(Pointing dataset rows)

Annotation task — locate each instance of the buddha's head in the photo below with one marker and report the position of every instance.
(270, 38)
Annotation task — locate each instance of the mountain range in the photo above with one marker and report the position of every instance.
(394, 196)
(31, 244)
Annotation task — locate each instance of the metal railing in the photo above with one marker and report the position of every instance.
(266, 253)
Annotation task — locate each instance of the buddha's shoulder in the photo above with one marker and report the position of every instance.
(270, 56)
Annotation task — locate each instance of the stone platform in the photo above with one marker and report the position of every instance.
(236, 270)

■ Aim of the task:
Convert the lines from the one containing "Annotation task — locate each instance of the stone" through the end of the rows, inclusive, into a Markdown table with the columns No. and Line, leaving out any blank lines.

■ Full response:
| No. | Line |
|---|---|
| 1 | Annotation task — locate each instance of the stone platform in the photo above with one marker and report the position of every instance. |
| 2 | (236, 270) |